--- SUPPLIED PASSAGE ---

While "The rule does not require the adviser to adopt a particular standard, the standard chosen must reflect the adviser's fiduciary obligations and those of its supervised persons, and must require compliance with the federal securities laws." Although the rule contains certain minimum provisions, advisers have "substantial flexibility to design individualized codes that would best fit the structure, size and nature of their advisory businesses". Most state regulators require or recommend advisers establish similar ethical requirements and supervisory procedures.

====Investment Adviser Fiduciary Standard vs. Broker-Dealer Suitability====
The financial industry and lawmakers have yet to establish a consistent standard for providing investment recommendations to retail investors.

Section 202(a)(11)(C) of the Investment Advisers Act of 1940 exempts from the definition of an Investment Adviser (and therefore the associated fiduciary standard) "any broker or dealer whose performance of such services is solely incidental to the conduct of his business as a broker or dealer and who receives no special compensation therefor".

In Release 34–51523; the Financial Industry Regulatory Authority (FINRA), the US Securities Self Regulatory Organization (SRO) having authority over Brokers and Dealers, determined that Broker-Dealers (BD) are "not to be deemed investment advisors" and therefore are not subject to the same fiduciary standards as IAs when recommending investments to clients, as are Registered Investment Advisers.

---

• _STATED TASK 1_:
In the records, copy the stretch from the line containing "If you could put a point on the white sailboat" through the line containing "(1129, 763)", swapping "photo" for "image" and changing nothing else. Leave the pictures out of your copy.
The text above and the records that follow come from separate sources.

--- RECORDS TO USE ---

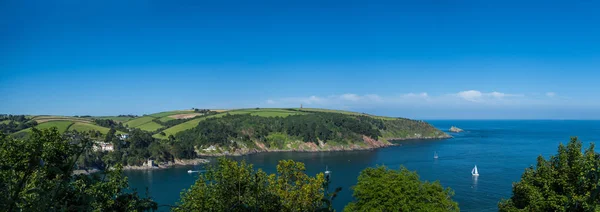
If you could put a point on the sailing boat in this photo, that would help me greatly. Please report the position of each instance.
(474, 171)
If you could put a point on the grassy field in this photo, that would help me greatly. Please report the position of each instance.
(62, 126)
(170, 113)
(84, 127)
(150, 126)
(42, 119)
(268, 112)
(165, 119)
(139, 121)
(114, 118)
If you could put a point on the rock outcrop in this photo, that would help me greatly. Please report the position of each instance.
(455, 129)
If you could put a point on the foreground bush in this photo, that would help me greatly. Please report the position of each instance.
(233, 186)
(568, 181)
(36, 174)
(382, 189)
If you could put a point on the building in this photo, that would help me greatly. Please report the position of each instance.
(123, 136)
(103, 146)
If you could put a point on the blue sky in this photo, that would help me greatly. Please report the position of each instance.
(416, 59)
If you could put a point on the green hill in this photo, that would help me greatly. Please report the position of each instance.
(256, 130)
(263, 112)
(139, 121)
(63, 124)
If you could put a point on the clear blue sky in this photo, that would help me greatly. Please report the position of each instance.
(417, 59)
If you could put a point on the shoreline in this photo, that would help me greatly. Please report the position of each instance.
(371, 145)
(178, 162)
(352, 147)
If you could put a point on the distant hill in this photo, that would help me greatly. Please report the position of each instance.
(170, 136)
(279, 129)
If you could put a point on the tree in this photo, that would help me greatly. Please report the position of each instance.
(236, 186)
(37, 175)
(382, 189)
(568, 181)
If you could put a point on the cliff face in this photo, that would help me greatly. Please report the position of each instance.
(394, 130)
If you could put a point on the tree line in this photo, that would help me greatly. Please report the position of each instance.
(36, 174)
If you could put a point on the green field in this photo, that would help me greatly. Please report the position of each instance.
(139, 121)
(62, 126)
(84, 127)
(115, 118)
(165, 119)
(267, 112)
(150, 126)
(170, 113)
(42, 119)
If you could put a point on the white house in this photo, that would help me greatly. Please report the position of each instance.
(102, 146)
(210, 148)
(123, 136)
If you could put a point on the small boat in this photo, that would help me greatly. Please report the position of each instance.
(474, 172)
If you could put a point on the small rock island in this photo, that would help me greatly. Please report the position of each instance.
(455, 129)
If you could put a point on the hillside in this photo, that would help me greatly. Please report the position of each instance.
(256, 130)
(167, 137)
(63, 124)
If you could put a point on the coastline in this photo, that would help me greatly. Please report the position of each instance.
(369, 144)
(178, 162)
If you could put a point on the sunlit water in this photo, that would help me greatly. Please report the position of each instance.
(500, 149)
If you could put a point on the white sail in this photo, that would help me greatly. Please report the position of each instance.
(474, 172)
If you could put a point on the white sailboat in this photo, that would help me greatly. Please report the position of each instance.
(474, 172)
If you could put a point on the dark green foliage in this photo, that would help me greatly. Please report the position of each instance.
(138, 148)
(205, 111)
(36, 174)
(233, 186)
(382, 189)
(568, 181)
(16, 123)
(310, 128)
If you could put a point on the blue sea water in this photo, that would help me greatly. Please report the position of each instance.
(501, 149)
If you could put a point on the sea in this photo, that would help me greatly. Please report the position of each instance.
(501, 149)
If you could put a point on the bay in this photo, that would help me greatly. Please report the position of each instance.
(501, 149)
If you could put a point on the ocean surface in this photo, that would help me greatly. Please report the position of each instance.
(501, 149)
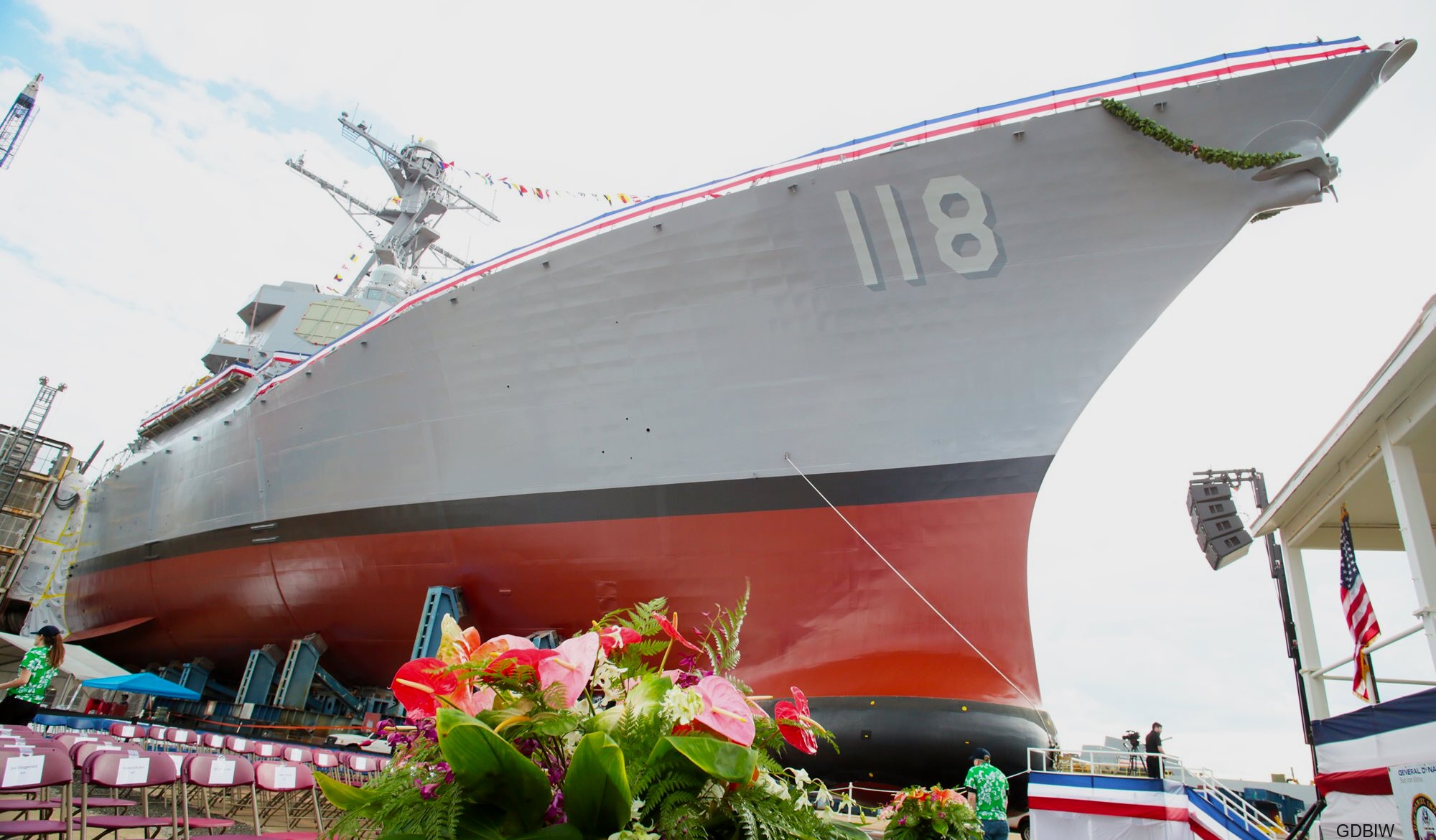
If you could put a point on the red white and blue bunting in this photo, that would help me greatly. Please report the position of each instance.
(1227, 65)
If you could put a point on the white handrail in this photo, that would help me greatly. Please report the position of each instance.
(1129, 763)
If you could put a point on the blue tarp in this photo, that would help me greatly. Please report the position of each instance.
(143, 684)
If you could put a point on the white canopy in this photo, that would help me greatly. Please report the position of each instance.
(80, 663)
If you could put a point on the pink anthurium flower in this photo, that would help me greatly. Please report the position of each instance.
(508, 664)
(726, 710)
(420, 683)
(572, 667)
(671, 628)
(795, 723)
(615, 638)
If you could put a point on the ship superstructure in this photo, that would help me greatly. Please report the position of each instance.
(601, 417)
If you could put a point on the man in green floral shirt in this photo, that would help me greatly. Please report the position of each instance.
(38, 668)
(989, 796)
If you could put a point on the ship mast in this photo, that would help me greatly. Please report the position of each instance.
(424, 196)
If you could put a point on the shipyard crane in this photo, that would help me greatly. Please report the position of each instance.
(18, 121)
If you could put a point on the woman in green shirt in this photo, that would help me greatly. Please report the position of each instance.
(37, 671)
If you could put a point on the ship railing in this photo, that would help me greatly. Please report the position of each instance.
(1200, 780)
(238, 338)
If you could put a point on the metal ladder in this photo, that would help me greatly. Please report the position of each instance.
(15, 454)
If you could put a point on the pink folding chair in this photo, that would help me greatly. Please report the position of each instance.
(216, 773)
(156, 737)
(37, 773)
(73, 739)
(129, 770)
(127, 732)
(241, 746)
(186, 740)
(80, 756)
(360, 767)
(325, 760)
(212, 742)
(282, 780)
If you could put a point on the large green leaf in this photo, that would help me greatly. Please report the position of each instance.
(480, 823)
(597, 792)
(717, 759)
(344, 796)
(492, 772)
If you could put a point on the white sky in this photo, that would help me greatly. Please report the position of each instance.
(151, 199)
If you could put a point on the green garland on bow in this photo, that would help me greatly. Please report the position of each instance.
(1164, 136)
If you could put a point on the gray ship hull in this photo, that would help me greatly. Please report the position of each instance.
(608, 423)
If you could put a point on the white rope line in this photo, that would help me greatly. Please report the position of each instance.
(901, 577)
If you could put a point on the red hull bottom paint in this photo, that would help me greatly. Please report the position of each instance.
(826, 614)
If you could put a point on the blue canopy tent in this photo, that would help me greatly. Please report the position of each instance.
(143, 684)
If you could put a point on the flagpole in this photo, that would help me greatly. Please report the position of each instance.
(1279, 574)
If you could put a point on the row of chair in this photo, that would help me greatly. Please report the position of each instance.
(218, 779)
(351, 767)
(190, 756)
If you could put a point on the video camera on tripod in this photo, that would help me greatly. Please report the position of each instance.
(1135, 762)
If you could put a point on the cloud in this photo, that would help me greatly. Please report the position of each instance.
(151, 199)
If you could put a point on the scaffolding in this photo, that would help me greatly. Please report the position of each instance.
(31, 472)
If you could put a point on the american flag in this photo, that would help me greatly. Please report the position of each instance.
(1358, 607)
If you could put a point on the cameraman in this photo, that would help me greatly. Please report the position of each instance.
(1155, 752)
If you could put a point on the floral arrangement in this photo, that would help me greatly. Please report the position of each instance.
(601, 737)
(1230, 159)
(930, 813)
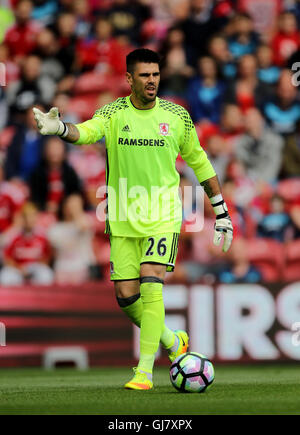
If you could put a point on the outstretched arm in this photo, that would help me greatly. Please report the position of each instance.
(223, 223)
(81, 134)
(196, 158)
(50, 124)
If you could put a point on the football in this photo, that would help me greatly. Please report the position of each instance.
(192, 373)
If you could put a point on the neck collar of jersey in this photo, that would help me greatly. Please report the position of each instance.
(143, 112)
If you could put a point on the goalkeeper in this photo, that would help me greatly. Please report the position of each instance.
(144, 135)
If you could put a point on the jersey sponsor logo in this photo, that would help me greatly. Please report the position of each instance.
(164, 128)
(142, 142)
(126, 128)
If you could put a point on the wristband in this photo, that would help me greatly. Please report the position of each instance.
(63, 130)
(219, 206)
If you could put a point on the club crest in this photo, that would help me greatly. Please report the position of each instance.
(164, 129)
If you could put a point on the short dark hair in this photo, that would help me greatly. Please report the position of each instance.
(141, 55)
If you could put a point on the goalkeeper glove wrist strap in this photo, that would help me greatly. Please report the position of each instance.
(220, 207)
(63, 130)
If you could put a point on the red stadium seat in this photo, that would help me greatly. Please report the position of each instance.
(289, 190)
(268, 256)
(292, 268)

---

• _STATED TASK 2_:
Carry the passage on investment adviser and broker-dealer standards forward from its last sentence.

• _EXPECTED ANSWER 1_:
If you could put a point on the white sailboat in this image, that would help me greatly. Please report the position of each instance.
(474, 172)
If you could put a point on the dark green foliage in this image, that would help me greatly. Please report the position of each instance.
(138, 148)
(205, 111)
(36, 174)
(233, 186)
(382, 189)
(568, 181)
(16, 123)
(310, 128)
If you could put a point on the blue sea water in this image, that would help me greatly. Please report the position of each instance.
(501, 149)
If you could put a point on the sea in this image, that would help me greatly. Please report the position of each instance.
(501, 149)
If you could put a point on the bay in this image, that would help me greatly. Please report the position of each instance.
(501, 149)
If you could put a point on the ocean surface in this image, that would help me greatly. Please report the position of each instance.
(501, 149)
If you could put a point on the red white and blue bunting in this image, that would help me greatly. Please report the position of each instance.
(1227, 65)
If you could put a point on the white handrail in this image, that would help me greatly. Please report the position of each instance.
(1129, 763)

• _EXPECTED ANSWER 2_:
Registered Representatives (RRs) affiliated with a Broker Dealer are therefore required to recommend securities that are deemed "suitable" for non-institutional clients. The FINRA "Suitability" standard requires that a member shall make reasonable efforts to obtain information concerning a client's:

1. Financial status
2. Tax status
3. Investment objectives
4. Risk tolerance
5. Other information used or considered to be reasonable

RRs of a Broker-Dealer who also engages in the business of providing investment advice are required to affiliate with a Registered Investment Adviser. As Investment Adviser Representatives (IARs) they are held to the "Fiduciary Standard" as defined under the US Investment Advisers Act of 1940 when providing investment advice to clients. This requires the dually registered Financial Advisors recommending a security to clearly communicate to their clients whether they are brokering suitable security as a RR or providing investment advice as an IAR and therefore acting as a fiduciary. Some "dually registered" advisors are limited in the scope of their recommendations by their affiliation with their broker-dealers and therefore do not have unfettered access to all product/service solutions for their clients. This is known as a "Captive Platform" which many dually registered or "Hybrid" advisors are affiliated with. Only "Independent RIAs" (those not affiliated with (or restricted by) a broker dealer) can be considered true fiduciaries.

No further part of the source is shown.